Contribution policy:

  • The Mochi Contributor License Agreement (CLA) has been updated to streamline the process of contributing source code to the project. We have also installed GitHub action that will automatically prompt you to digitally agree to the CLA terms when you open your first pull request. Let us know if you have any questions.

New/Upcoming Publications:

  • Srinivasan Ramesh, Robert Ross, Matthieu Dorier, Allen Malony, Philip Carns and Kevin Huck. SYMBIOMON: A High Performance, Composable Monitoring Service. TO APPEAR in the 28th IEEE International Conference on High Performance Computing, Data, & Analytics (HiPC 2021)

Mochi selected as a 2021 R&D 100 finalist

UPDATE: Mochi was announced as a R&D 100 winner in the Software/Services category on October 21, 2021! We will post more details soon.

The Mochi project, a collaboration between Argonne National Laboratory, Carnegie Mellon University, Los Alamos National Laboratory, and The HDF Group, has been selected as a finalist for the 2021 R&D 100 Awards. The the R&D 100 Awards have served as the most prestigious innovation awards program for the past 58 years; their mission is to identify and honor the top 100 new technologies of the year. Winners will be announced in November 2021.

Quarterly Newsletter, July 2021

Publication news:

  • Pierre Matri and Robert Ross. “Neon: Low-Latency Streaming Pipelines for HPC”, to appear in IEEE Cloud 2021, Sept 5-10 2021.
    • Introduces a new Mochi service for stream processing
  • Stay tuned for more Mochi-related publications at SC21 in November. More details will be posted once the SC21 technical program is announced.

Recent development updates:

  • A proof-of-concept of UCX support in Mercury is available in the master-ucx version of Mercury in the Mochi Spack repository
    • Please contact us if you are interested in this capability; it is under active development and should be considered experimental at this time.
  • The git origin/main branch of Margo includes new safety checks to ensure compatible Argobots runtime parameters if Argobots is initialized outside of Margo. This will be available in an upcoming release after coordinating updates to other Mochi packages.

• [EXTRACTED RECORDS]:
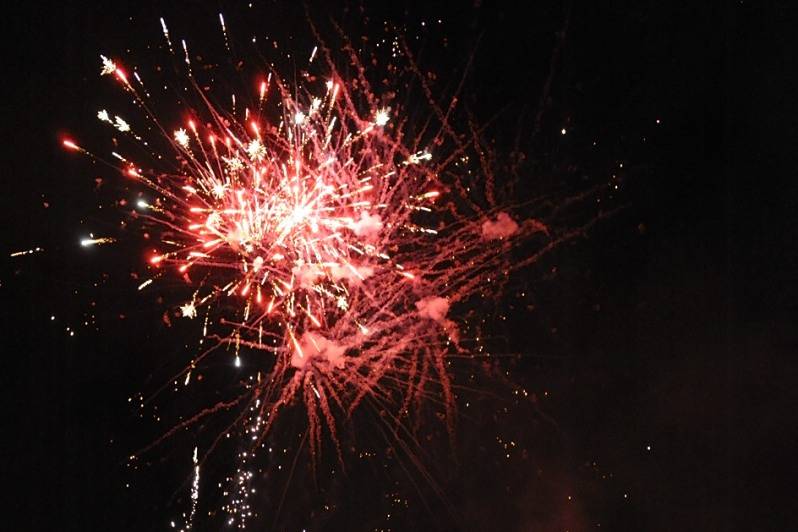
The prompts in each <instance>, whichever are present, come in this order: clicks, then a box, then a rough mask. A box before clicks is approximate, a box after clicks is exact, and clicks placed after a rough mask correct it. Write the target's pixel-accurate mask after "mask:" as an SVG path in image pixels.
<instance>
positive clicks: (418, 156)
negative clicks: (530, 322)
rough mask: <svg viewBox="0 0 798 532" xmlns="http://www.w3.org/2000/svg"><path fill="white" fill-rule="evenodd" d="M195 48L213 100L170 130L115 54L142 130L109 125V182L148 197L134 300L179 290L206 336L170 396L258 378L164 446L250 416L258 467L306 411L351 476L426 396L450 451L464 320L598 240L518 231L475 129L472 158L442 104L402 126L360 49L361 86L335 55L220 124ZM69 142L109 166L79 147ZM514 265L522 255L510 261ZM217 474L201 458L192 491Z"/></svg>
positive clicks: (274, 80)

• [JOB]: Render this sentence from the Mochi project news into Spanish: "The Mochi Contributor License Agreement (CLA) has been updated to streamline the process of contributing source code to the project."

• [EXERCISE ANSWER]: El Acuerdo de Licencia para Colaboradores (CLA) de Mochi se ha actualizado para agilizar el proceso de contribuir con código fuente al proyecto.